- [Objective]:
Retype each entry below exactly as it stands.

- [Extracted entries]:
☆ ☆ ☆ ☆ ☆ ☆ ☆

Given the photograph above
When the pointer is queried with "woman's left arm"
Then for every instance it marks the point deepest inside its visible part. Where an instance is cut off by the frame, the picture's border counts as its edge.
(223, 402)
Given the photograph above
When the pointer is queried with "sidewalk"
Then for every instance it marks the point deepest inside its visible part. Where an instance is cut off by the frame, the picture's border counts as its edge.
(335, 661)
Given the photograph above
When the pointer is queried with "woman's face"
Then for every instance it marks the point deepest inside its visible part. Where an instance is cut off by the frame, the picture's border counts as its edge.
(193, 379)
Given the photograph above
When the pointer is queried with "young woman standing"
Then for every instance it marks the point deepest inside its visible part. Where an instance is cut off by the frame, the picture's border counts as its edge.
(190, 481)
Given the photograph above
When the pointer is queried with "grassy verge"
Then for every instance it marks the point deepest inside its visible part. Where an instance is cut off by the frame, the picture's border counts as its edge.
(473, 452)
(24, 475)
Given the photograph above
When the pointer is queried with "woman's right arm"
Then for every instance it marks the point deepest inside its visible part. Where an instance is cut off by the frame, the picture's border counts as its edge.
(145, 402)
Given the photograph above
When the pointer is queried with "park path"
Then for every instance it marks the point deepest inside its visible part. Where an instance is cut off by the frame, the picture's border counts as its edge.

☆ ☆ ☆ ☆ ☆ ☆ ☆

- [In response]:
Given the photograph above
When the pointer is queried with "woman's left arm"
Then for every instance it marks the point deepest inside its visible part. Where an instance is cut off by the frame, the picture's border counts as its edge.
(223, 402)
Given the photograph above
When the pointer is queried with "sidewalk"
Then for every instance it marks the point deepest inside its visible part. Where an instance is cut off by the frame, the picture's border counts as its edge.
(335, 661)
Given the photograph above
When the pointer is queried with "woman's face"
Then for every instance it marks the point deepest inside its visible part. Where an instance is cut off by the frame, the picture's border counts as its edge.
(193, 379)
Given the photograph above
When the pointer is queried with "young woman standing"
Then for every instance it marks the point deepest inside its visible part. Where an instance is cut off by the frame, the picture's border counts as its edge.
(190, 481)
Given the photograph above
When the pointer is queried with "grassy verge"
Then for every instance it marks the point deepest inside its visible part. Where an instance is cut off by the frame, the picture's border counts as its edge.
(473, 452)
(24, 475)
Given the photograph above
When the pointer is queried with "woman's right arm"
Then for every instance it marks the point deepest inside its visible part. Where an instance is cut off by the frame, the picture's border counts as its edge.
(145, 402)
Given the photograph above
When the pointer is queried with "park path"
Then for every instance it marks the point deepest inside its visible part. Where an instance is cut off by the frame, the picture's border counts as its edge.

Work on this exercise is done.